** What is expected **
Copy the records that follow exactly as written, but not their pictures.
━━━━━━━━
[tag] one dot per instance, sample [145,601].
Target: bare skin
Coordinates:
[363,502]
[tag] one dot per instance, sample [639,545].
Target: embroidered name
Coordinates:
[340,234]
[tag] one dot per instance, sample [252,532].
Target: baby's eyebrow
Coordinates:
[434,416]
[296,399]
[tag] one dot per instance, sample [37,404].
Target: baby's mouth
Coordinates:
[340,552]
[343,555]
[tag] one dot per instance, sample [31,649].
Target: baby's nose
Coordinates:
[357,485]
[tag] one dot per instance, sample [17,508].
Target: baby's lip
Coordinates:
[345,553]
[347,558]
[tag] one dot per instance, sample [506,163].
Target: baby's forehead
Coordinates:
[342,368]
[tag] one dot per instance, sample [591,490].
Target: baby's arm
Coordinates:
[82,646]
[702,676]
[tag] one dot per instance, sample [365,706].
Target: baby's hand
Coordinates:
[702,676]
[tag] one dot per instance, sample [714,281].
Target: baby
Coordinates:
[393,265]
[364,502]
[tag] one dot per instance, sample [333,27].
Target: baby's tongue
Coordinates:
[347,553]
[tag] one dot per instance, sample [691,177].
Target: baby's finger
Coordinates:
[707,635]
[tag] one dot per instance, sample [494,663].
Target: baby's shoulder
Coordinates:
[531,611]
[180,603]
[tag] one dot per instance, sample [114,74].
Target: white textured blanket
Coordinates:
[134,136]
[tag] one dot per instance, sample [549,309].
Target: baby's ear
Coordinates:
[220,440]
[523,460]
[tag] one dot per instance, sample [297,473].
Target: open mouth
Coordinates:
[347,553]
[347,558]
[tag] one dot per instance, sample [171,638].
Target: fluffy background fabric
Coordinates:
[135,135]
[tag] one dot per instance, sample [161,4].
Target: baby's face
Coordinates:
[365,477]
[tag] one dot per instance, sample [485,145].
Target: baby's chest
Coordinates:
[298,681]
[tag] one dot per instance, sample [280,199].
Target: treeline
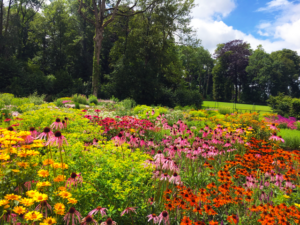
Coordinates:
[151,57]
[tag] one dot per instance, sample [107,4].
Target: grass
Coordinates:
[242,107]
[291,138]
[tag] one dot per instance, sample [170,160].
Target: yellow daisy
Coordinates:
[34,215]
[19,210]
[12,197]
[43,173]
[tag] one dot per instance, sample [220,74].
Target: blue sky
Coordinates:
[275,24]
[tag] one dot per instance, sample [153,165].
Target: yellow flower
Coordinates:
[19,210]
[49,221]
[23,164]
[40,197]
[3,202]
[34,215]
[32,193]
[62,188]
[72,201]
[65,194]
[27,201]
[59,208]
[12,197]
[43,184]
[43,173]
[4,157]
[47,162]
[59,178]
[297,205]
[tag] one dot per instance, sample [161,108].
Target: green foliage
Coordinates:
[93,99]
[188,97]
[291,138]
[36,99]
[81,99]
[6,97]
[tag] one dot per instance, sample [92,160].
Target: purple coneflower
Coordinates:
[153,217]
[47,133]
[75,179]
[128,210]
[57,124]
[72,213]
[58,139]
[87,220]
[109,221]
[98,209]
[164,216]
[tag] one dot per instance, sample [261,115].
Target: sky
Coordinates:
[275,24]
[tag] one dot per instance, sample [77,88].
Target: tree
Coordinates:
[235,56]
[102,17]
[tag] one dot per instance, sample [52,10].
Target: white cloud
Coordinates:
[206,9]
[213,31]
[275,5]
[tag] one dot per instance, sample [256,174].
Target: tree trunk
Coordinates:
[1,25]
[96,60]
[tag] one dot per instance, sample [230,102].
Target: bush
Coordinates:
[224,111]
[80,99]
[59,103]
[36,99]
[188,97]
[7,97]
[93,99]
[295,110]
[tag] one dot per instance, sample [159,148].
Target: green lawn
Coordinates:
[242,107]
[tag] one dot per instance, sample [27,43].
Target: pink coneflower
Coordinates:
[43,205]
[128,210]
[153,217]
[33,132]
[109,221]
[47,133]
[164,176]
[72,213]
[57,124]
[75,179]
[98,209]
[164,216]
[58,139]
[175,177]
[88,220]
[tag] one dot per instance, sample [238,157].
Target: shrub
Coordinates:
[36,99]
[295,110]
[6,97]
[93,99]
[80,99]
[188,97]
[59,103]
[224,111]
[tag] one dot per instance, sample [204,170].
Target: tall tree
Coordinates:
[235,54]
[104,13]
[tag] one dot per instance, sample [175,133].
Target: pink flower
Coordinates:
[153,217]
[89,219]
[57,139]
[72,213]
[109,221]
[96,210]
[128,210]
[46,134]
[57,124]
[164,216]
[74,180]
[175,177]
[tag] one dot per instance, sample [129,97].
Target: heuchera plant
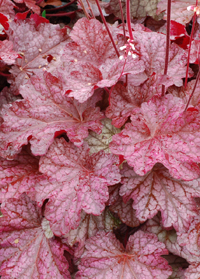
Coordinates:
[100,140]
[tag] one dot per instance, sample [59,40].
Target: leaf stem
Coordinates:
[106,25]
[195,85]
[128,19]
[167,42]
[122,17]
[189,49]
[62,14]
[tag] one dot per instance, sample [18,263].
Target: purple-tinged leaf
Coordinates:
[159,191]
[105,257]
[75,181]
[44,113]
[162,132]
[28,249]
[18,175]
[36,45]
[88,227]
[7,54]
[101,142]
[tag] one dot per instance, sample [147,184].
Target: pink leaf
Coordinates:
[161,132]
[123,101]
[168,237]
[7,54]
[92,42]
[27,247]
[35,44]
[159,191]
[88,227]
[179,10]
[93,60]
[125,211]
[191,249]
[105,257]
[7,8]
[30,4]
[75,181]
[18,175]
[43,112]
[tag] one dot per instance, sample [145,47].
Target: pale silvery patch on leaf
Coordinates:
[40,48]
[26,252]
[162,132]
[101,141]
[74,181]
[105,257]
[45,112]
[159,191]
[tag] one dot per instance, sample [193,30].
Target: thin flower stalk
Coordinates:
[191,38]
[167,42]
[106,25]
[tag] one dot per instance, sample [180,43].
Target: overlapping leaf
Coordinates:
[88,227]
[27,247]
[123,101]
[139,8]
[31,4]
[93,60]
[151,46]
[45,112]
[158,191]
[75,181]
[179,10]
[189,243]
[105,257]
[101,142]
[162,132]
[40,48]
[7,54]
[17,176]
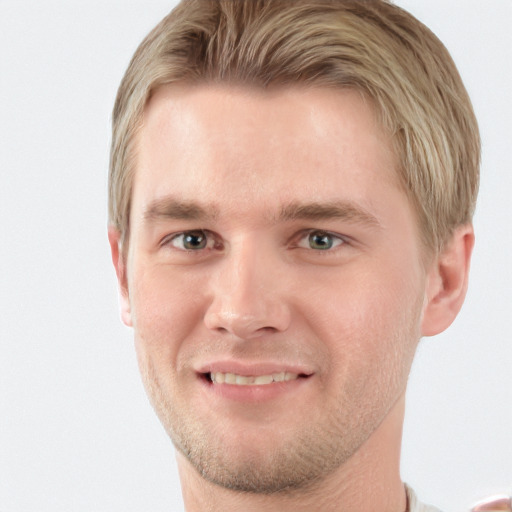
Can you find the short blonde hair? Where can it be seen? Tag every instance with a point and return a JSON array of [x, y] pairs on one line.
[[369, 45]]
━━━━━━━━
** Reply **
[tag] one dot per instance, sample [145,601].
Target: bare skin
Coordinates:
[363,502]
[tag] one dot per instance, sample [639,545].
Target: embroidered name
Coordinates:
[340,234]
[tag] one dot per instance, sample [252,532].
Target: baby's eyebrow
Coordinates:
[434,416]
[296,399]
[tag] one dot per instance, sample [37,404].
Target: baby's mouth
Coordinates:
[340,552]
[343,555]
[tag] one dot per instance, sample [31,649].
Target: baby's nose
Coordinates:
[357,485]
[tag] one dot per instance, sample [17,508].
Target: baby's lip
Coordinates:
[345,553]
[347,558]
[tag] one dot per instance, sample [506,163].
Target: baby's forehead
Coordinates:
[342,368]
[tag] one dot per instance, sample [591,490].
Target: baby's arm
Coordinates:
[82,646]
[702,676]
[tag] one dot per instance, sample [365,706].
Target: baby's hand
Coordinates:
[702,676]
[tag] one dot per instance, sample [714,281].
Target: baby
Coordinates:
[393,265]
[364,502]
[tag] one dot per instance, sample [333,27].
Target: baby's tongue
Coordinates:
[347,553]
[tag] one dot per instance, sample [691,177].
Target: baby's finger
Coordinates:
[707,635]
[tag] one dot per instance, sample [494,663].
Target: baby's shoulder
Coordinates:
[531,611]
[180,603]
[tag] one dot per instance, sample [114,74].
Target: white textured blanket
Coordinates:
[134,136]
[tag] one dot per instance, sample [549,309].
Target: baby's ear
Coordinates:
[220,440]
[523,460]
[tag] one dot per instance, sample [297,473].
Target: open mouth
Coordinates:
[347,553]
[347,558]
[tag] one dot per instance, sample [171,638].
Target: fluffy background fabric
Coordinates:
[135,135]
[tag] one dot per instance, sample [161,4].
Target: baby's face
Coordinates:
[365,477]
[tag] one dot per instance, sample [485,145].
Target: baby's chest
Coordinates:
[298,681]
[tag] one dot per instance, sample [280,199].
Target: treeline
Coordinates:
[151,57]
[tag] one dot per instance, sample [107,4].
Target: grass
Coordinates:
[242,107]
[291,138]
[tag] one dot per instance, sample [170,160].
Target: yellow daisy
Coordinates:
[34,215]
[19,210]
[12,197]
[43,173]
[tag] one dot per instance, sample [220,74].
Target: blue sky
Coordinates:
[275,24]
[tag] one dot per instance, sample [153,165].
Target: yellow flower
Coordinates:
[19,210]
[49,221]
[23,164]
[40,197]
[3,202]
[34,215]
[32,193]
[62,188]
[72,201]
[65,194]
[27,201]
[59,208]
[12,197]
[43,184]
[43,173]
[4,157]
[47,162]
[59,178]
[297,205]
[tag] one dot per instance, sample [161,108].
Target: green foliage
Coordinates:
[93,99]
[188,97]
[291,138]
[36,99]
[81,99]
[6,97]
[tag] one dot per instance, sample [92,160].
Target: purple coneflower
Coordinates:
[153,217]
[47,133]
[75,179]
[128,210]
[57,124]
[72,213]
[58,139]
[87,220]
[109,221]
[98,209]
[164,216]
[tag] one dot per instance, sample [261,115].
Target: sky
Coordinates:
[275,24]
[tag] one dot per instance, sample [77,88].
Target: tree
Coordinates:
[235,56]
[102,17]
[tag] one dot per instance, sample [52,10].
Target: white cloud
Coordinates:
[206,9]
[213,31]
[275,5]
[tag] one dot per instance, sample [256,174].
Target: tree trunk
Coordinates:
[1,25]
[96,60]
[tag] one dot per instance, sample [230,102].
Target: bush
Coordinates:
[224,111]
[80,99]
[59,103]
[36,99]
[188,97]
[7,97]
[93,99]
[295,110]
[tag] one dot per instance, sample [159,148].
Target: green lawn
Coordinates:
[242,107]
[tag] one dot per instance, sample [27,43].
Target: pink coneflower
Coordinates:
[43,205]
[128,210]
[153,217]
[33,132]
[109,221]
[47,133]
[164,176]
[72,213]
[57,124]
[75,179]
[98,209]
[164,216]
[58,139]
[175,177]
[88,220]
[tag] one dot per instance, sample [238,157].
Target: shrub
Coordinates:
[36,99]
[295,110]
[6,97]
[93,99]
[80,99]
[188,97]
[59,103]
[224,111]
[tag] one dot per instance, sample [204,170].
Target: tall tree
Coordinates:
[235,54]
[104,13]
[tag] one dot per instance, sample [175,133].
Target: pink flower
Coordinates:
[153,217]
[89,219]
[57,139]
[72,213]
[109,221]
[96,210]
[128,210]
[46,134]
[57,124]
[164,216]
[74,180]
[175,177]
[tag] one dot per instance, sample [129,97].
Target: heuchera plant
Coordinates:
[100,140]
[tag] one dot per instance, sample [59,40].
Target: leaf stem
Coordinates:
[106,25]
[195,85]
[128,19]
[167,42]
[122,17]
[189,49]
[62,14]
[tag] one dot per instance, sample [18,263].
Target: purple-tinged leaf
Coordinates:
[159,191]
[105,257]
[75,181]
[44,113]
[162,132]
[28,249]
[18,175]
[36,45]
[88,227]
[7,54]
[101,142]
[tag] one dot per instance, sample [147,184].
Target: pink leaf
Coordinates:
[161,132]
[123,101]
[168,237]
[7,54]
[92,42]
[27,247]
[35,44]
[159,191]
[88,227]
[179,10]
[93,60]
[125,211]
[191,249]
[105,257]
[7,8]
[30,4]
[75,181]
[18,175]
[43,112]
[tag] one dot per instance, sample [145,47].
Target: pale silvery patch on leaf
Coordinates:
[40,48]
[26,252]
[162,132]
[101,141]
[74,181]
[105,257]
[45,112]
[159,191]
[tag] one dot per instance, sample [193,30].
Target: thin flower stalk
Coordinates:
[191,38]
[167,42]
[106,25]
[tag] one dot per instance, sample [180,43].
Target: overlapping leaf
Coordinates:
[88,227]
[27,247]
[123,101]
[139,8]
[31,4]
[93,60]
[151,46]
[45,112]
[158,191]
[75,181]
[179,10]
[189,243]
[105,257]
[101,142]
[162,132]
[40,48]
[7,54]
[17,176]
Can you find the short blonde hair? Where can it be seen? Tag every instance with a point and return a JSON array of [x, y] pairs on one line.
[[369, 45]]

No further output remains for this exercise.